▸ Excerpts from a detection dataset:

* * * *

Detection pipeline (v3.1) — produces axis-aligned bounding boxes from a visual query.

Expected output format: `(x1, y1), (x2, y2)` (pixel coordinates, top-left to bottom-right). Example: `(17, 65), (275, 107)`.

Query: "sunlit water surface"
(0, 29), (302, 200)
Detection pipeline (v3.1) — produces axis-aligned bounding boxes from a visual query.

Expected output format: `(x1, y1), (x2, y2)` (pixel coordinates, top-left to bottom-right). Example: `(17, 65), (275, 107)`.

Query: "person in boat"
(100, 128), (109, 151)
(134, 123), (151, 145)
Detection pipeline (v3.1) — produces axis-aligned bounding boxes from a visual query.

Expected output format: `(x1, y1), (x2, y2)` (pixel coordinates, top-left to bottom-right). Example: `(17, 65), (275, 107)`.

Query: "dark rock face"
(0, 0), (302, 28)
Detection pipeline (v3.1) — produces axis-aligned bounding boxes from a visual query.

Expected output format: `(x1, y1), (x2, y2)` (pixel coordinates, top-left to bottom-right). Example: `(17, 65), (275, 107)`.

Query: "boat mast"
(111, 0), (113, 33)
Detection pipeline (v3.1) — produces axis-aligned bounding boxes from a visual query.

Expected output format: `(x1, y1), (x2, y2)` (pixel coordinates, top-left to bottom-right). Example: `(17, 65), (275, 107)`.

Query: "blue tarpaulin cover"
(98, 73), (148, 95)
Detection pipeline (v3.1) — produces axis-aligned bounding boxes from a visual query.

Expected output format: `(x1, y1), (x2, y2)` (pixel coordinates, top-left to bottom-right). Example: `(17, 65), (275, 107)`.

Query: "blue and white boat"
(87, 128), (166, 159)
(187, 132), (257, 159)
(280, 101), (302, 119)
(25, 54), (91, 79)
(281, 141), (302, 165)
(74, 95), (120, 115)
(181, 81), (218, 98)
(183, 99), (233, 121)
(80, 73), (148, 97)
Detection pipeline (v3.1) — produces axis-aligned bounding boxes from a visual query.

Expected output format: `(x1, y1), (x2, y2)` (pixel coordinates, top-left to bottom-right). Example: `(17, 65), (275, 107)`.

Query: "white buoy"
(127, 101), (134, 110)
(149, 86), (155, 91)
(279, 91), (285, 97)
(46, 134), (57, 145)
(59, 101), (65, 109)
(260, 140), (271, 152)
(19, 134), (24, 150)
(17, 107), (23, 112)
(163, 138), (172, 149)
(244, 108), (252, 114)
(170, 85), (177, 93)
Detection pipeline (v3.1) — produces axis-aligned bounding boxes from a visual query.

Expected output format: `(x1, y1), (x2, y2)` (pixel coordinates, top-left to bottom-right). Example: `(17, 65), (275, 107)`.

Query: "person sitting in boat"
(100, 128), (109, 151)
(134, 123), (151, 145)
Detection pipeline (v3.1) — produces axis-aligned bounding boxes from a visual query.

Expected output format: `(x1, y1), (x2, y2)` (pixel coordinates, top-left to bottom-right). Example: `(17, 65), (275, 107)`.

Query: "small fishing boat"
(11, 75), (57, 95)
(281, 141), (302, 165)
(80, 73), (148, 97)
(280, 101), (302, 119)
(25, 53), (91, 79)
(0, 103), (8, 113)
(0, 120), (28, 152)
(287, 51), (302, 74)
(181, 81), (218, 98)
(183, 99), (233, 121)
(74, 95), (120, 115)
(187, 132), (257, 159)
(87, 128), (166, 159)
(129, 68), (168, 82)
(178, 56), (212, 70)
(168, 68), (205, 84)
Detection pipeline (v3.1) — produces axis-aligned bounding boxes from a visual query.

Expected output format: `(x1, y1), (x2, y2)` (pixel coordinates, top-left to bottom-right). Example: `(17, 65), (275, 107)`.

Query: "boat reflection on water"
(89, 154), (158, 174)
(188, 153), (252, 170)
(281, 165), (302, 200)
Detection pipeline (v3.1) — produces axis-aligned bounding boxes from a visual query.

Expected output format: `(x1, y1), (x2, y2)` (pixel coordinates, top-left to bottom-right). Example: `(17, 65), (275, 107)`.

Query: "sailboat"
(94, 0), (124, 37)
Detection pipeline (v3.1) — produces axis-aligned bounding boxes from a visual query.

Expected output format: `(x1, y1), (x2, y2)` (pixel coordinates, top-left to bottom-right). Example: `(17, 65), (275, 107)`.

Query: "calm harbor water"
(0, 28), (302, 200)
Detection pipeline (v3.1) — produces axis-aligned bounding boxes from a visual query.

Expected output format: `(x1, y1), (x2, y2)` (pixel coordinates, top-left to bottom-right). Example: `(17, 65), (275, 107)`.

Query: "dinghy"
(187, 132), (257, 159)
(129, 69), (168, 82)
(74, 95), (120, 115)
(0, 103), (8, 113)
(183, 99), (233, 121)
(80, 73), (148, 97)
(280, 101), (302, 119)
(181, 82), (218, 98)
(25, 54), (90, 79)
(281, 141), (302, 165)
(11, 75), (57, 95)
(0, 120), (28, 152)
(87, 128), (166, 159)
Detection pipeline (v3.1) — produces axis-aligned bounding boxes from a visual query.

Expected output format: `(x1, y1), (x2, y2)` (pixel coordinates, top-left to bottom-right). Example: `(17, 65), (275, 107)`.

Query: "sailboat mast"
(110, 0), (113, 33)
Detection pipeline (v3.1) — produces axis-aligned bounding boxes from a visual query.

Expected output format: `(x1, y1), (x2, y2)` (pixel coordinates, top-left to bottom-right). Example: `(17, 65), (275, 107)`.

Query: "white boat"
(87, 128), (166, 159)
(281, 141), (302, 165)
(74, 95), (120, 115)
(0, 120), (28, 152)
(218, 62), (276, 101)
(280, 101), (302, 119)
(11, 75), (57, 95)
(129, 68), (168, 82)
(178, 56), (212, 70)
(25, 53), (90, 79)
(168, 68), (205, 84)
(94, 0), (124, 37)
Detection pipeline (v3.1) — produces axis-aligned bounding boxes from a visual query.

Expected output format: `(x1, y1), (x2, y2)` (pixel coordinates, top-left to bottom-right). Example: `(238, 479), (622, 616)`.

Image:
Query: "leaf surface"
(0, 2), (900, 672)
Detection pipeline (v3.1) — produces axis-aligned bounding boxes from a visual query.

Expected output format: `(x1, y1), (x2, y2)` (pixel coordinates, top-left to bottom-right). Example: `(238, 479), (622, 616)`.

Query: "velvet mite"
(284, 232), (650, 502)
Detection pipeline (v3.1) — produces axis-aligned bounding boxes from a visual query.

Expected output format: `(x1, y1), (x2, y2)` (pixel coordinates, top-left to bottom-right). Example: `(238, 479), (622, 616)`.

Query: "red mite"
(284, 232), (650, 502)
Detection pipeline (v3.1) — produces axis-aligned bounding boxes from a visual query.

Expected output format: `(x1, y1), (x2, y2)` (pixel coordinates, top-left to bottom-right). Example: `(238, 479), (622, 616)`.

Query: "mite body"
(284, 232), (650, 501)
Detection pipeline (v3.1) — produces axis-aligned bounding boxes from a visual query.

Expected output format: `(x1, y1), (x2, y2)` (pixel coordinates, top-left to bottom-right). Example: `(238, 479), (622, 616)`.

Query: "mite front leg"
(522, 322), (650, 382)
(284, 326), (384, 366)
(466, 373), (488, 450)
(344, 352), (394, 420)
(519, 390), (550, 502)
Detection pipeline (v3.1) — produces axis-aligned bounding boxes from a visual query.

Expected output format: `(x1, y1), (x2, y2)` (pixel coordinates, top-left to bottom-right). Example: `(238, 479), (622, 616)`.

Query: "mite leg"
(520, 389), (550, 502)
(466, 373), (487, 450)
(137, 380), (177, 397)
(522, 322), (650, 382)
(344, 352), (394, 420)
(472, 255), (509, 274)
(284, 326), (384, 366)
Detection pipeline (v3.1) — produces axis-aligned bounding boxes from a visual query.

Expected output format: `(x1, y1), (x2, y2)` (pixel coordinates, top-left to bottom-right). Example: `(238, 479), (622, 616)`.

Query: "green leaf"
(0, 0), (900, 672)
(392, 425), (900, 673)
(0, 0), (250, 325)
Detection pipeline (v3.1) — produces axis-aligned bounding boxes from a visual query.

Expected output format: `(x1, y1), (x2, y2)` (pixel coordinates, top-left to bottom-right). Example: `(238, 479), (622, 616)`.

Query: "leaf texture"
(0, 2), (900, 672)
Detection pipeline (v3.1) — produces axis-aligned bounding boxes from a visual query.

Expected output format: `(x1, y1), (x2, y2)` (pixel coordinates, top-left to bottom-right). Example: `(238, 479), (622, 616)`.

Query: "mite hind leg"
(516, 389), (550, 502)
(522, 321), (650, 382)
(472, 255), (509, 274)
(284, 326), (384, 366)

* * * *

▸ The exercise:
Please write out everything from the start of the rows down to the line containing "(0, 29), (302, 200)", with both ends included and every character unchanged.

▸ Reply:
Detection pipeline (v3.1) — produces axis-aligned bounding boxes from a visual query.

Expected output format: `(x1, y1), (x2, y2)` (pixel coordinates, top-left to bottom-right). Example: `(17, 65), (275, 107)`.

Query: "sunlit water surface"
(0, 29), (302, 200)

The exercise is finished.